→ 抜粋本文

—————

第1回目は「ヒューマンエラー」についてお話をしました。人間には能力の限界があり必ずエラーを起こします。これがいわゆるヒューマンエラーです。このエラーは「認知」「判断」「行動」という、人間が行う情報処理の3段階すべてで起こり得るものです。もちろん、航空機の運航の中では「人間だからエラーは仕方がない」では済まされません。
そこで第2回では、エラーが重大な事態にまで発展することを防ぐ考え方「スレット アンド エラー マネジメント(Threat and Error Management:TEM)」についてお話をしました。どんなに一生懸命にやっても、また気合いを入れてもエラーを防ぐことはできません。ですから「ヒューマンエラーを前提に、航空機の運航を行う」という考え方が生まれました。それがTEMです。TEMでは、パイロットのエラーを誘発する要因である「スレット」や、パイロットの「エラー」に対し、具体的な「対抗手段:Countermeasure」を講じることにより、「※航空機の安全レベルが低下した状態」や「事故」を防止します。また、漠然とした不安を「スレット」という形式知にすることにより、チームで共有できるということも大きなメリットです。チーム全員が「スレット」を共有することで、状況や問題の共通認識が可能になり、より具体的な対抗手段も講じやすくなるのです。
※ 航空機の安全レベルが低下した状態(Undesired Aircraft State:UAS)=航空機乗組員によって引き起こされ、安全マージンの低下を伴うような、航空機の位置や速度の逸脱、不適切に操作された操縦系統、誤ったシステムコンフィギュレーション(航空局通達より抜粋)
ここまでの2回の連載では、このような内容をお伝えしてきました。そこで今回と次回では、TEMを実践するうえで重要な2つのことをお話したいと思います。それは「ノンテクニカルスキル」と「MCC(Multi-Crew Co-operation)」です。あまり耳慣れない言葉かもしれませんが、どうぞお付き合い下さい。
「ノンテクニカルスキル」とは?
まず今回は「ノンテクニカルスキル」についてお話します。
TEMでは「スレット」や「エラー」に対して「対抗手段:Countermeasure」を講じるわけですが、そもそも「スレット」や「エラー」に気が付かなければ何の対処もすることができません。ですから、現在の状況を認識することはとても重要なことなのです。また、状況を認識するといっても、単に現状に“気付く”だけでは不十分です。「なぜこのような状況になっているのか?」「今後どう変化するか?」「自分への影響はあるか?」といった分析や予測も含めた状況認識が必要となります。より多くのスレットを認識し、対抗手段の有無を判断することができれば、より安全度の高い高品質な運航となるわけです。

—————

→ 提供された行

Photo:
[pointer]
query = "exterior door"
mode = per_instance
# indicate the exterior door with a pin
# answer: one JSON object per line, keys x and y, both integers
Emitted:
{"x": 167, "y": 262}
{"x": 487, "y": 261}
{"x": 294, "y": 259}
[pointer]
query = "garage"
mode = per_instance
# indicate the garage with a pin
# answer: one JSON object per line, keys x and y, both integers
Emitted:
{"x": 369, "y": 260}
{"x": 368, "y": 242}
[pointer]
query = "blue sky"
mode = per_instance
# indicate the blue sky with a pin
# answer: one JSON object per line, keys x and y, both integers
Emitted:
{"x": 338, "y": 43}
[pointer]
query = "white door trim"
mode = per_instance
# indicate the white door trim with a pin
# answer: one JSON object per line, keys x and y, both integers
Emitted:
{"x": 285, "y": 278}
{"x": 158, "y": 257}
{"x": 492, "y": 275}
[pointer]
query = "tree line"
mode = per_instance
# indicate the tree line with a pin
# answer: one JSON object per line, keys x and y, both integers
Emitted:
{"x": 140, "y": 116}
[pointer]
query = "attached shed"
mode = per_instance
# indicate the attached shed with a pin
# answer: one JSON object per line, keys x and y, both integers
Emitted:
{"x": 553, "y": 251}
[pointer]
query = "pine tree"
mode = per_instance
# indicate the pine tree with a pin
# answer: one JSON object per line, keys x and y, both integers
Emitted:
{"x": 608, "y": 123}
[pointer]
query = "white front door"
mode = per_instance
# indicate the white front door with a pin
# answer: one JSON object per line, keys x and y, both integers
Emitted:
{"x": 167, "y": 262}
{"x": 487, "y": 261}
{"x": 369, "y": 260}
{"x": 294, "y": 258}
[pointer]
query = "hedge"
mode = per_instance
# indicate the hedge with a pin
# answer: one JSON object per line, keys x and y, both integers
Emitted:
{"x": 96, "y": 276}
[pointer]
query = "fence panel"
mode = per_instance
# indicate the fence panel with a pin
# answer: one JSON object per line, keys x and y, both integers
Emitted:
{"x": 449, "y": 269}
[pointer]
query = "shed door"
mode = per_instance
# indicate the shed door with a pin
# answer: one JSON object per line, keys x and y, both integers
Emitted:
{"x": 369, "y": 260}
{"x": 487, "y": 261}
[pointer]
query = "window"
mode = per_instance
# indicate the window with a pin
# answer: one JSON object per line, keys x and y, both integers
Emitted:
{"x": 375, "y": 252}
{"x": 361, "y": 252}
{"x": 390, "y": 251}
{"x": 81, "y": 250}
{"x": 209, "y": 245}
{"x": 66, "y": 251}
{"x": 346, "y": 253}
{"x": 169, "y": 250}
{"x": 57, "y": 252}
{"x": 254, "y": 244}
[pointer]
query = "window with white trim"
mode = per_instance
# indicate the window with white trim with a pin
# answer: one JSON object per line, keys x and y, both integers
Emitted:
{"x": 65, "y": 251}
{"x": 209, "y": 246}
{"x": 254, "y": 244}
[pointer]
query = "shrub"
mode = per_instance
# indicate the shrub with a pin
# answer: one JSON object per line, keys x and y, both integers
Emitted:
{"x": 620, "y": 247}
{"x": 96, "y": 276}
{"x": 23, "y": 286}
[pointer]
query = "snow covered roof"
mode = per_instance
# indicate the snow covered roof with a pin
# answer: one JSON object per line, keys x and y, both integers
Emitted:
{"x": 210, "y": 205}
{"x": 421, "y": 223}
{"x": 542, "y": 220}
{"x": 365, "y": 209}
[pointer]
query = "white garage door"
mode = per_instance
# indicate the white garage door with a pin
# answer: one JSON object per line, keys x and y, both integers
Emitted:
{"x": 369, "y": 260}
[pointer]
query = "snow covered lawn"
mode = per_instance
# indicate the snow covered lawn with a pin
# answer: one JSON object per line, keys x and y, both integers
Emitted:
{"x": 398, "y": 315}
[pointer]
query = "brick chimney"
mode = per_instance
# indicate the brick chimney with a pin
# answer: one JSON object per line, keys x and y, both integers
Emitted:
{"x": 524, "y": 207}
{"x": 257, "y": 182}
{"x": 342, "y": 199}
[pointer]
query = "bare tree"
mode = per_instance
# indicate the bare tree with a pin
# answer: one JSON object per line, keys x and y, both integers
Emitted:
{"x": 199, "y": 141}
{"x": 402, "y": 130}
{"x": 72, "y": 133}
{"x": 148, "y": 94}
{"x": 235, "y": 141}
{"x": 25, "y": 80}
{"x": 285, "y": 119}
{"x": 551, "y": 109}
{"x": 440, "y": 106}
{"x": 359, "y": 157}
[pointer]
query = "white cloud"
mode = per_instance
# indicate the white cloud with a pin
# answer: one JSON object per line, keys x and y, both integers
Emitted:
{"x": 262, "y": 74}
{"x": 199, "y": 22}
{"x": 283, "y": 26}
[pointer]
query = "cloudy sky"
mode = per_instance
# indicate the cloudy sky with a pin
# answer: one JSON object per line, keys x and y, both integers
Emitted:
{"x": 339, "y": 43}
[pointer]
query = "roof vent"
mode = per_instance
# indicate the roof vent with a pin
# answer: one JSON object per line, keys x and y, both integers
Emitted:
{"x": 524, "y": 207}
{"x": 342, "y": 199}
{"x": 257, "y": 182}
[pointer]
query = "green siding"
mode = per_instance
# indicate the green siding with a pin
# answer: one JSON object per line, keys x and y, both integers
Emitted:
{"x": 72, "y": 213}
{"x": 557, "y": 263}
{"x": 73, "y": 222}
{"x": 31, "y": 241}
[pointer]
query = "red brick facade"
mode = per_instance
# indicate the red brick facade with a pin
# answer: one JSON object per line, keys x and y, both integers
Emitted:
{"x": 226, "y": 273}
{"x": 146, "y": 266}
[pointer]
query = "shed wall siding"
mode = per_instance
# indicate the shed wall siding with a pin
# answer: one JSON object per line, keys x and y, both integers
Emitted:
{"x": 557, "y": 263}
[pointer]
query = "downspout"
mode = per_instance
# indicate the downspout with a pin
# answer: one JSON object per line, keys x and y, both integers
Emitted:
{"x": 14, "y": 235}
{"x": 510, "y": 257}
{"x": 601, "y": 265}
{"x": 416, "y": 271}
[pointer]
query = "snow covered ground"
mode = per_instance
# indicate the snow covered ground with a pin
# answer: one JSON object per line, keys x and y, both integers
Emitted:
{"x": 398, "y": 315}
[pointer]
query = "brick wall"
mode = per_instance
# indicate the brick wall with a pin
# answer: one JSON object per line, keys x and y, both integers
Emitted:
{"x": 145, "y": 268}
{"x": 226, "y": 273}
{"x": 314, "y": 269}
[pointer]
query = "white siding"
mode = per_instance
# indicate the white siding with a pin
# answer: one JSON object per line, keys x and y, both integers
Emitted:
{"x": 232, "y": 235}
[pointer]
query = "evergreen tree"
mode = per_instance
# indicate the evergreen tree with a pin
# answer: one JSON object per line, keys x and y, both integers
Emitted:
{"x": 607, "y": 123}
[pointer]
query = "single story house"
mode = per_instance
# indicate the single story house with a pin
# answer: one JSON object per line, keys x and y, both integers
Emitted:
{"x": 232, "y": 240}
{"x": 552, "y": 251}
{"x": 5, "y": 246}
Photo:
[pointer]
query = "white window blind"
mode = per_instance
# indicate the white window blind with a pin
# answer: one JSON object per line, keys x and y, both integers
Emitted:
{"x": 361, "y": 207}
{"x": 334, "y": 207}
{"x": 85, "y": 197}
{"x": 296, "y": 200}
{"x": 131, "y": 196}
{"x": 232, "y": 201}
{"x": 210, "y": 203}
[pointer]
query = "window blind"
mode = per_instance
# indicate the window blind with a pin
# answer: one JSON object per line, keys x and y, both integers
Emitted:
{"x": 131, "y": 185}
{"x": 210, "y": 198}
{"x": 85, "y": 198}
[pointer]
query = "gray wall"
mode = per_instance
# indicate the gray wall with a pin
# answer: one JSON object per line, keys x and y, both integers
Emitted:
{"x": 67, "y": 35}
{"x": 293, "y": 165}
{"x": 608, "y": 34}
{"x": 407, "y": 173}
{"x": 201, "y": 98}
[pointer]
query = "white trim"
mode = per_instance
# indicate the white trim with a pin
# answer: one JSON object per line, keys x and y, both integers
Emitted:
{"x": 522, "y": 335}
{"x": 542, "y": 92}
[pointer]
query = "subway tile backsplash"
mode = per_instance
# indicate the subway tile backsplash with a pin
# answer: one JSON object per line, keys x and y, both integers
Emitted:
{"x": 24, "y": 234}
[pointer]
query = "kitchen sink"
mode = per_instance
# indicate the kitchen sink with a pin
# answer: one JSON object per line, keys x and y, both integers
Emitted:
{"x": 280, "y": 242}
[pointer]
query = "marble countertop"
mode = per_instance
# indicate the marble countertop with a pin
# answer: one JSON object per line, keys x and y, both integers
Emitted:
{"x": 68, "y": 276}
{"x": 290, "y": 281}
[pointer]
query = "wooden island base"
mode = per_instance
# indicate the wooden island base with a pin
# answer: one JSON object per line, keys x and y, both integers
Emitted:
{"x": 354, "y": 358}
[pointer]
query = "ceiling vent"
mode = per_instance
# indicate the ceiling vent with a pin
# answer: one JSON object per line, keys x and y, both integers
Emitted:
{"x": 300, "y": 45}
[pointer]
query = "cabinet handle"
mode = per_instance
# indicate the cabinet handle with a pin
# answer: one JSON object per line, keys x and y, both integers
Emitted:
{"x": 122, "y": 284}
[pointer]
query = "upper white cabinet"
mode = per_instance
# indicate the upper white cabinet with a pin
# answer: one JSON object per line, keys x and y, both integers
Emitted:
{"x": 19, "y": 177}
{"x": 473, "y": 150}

—————

→ 課題文
TEMとノンテクニカルスキルを説明した文章を、最後の文の後から書き継いでください。

→ 解答結果
エラーについても発見することが最も重要です。しかし、これは「スレット」の発見よりもさらに難しい認知作業となります。なぜならば、誰もが『自分は正しい行動ができている』と思い込んでいるからです。「正しく行った」と思っている自身の行動を振り返り、自らのエラーに気付くことは、バイアスの影響も作用して非常に難しいことなのです。テストの答案を何度も何度も見返したのに、ケアレスミスに気付けなかった、なんて経験はありませんか?
エラーを防ぐ方法で、私が心がけていることをご紹介します。それは実際に行動する前に、もう一度その行動が正しいかどうかを疑ってみることです。航空機のシステムにデータや数値を入力する際、もう一度その内容を「この滑走路で良いのか?」「この高度は航空路や状況に合致しているのか?」などと自問自答することで、単純な入力エラーや状況にそぐわない高度に気付くことが可能になります。エラーを発見できれば、マニュアルや情報を再確認したり、管制官などのリソースを活用したりして正しい行動へと修正できます。
ノンテクニカルスキルの中では、状況認識を元にした「判断」も重要な要素です。「判断」は、自身が置かれた状況の問題を特定し、残された時間やその問題の重要度などを考慮して解決策を決定していくプロセスです。さらに、解決策を実行した後の振り返りや修正も、この「判断」に含まれています。時間に余裕があればより多くの解決案を検討することが可能になり、それぞれのメリットやデメリットを評価・比較することもできます。
安全はもとより、定時制・快適性・環境にも配慮した、より質の高い判断ができるわけです。一方で時間に余裕がなく、直ちに判断を下さなければならない状況も存在します。この場合は最低限必要な「結果」が得られるように、限られた時間の中で直観的な判断を下さなければなりません。
ノンテクニカルスキルは航空機の運航にだけ必要な、なにか特別なものだと思っていませんか? そうではありません。普段の生活やレスキュー現場など、あらゆる場面で気付かないうちに発揮されています。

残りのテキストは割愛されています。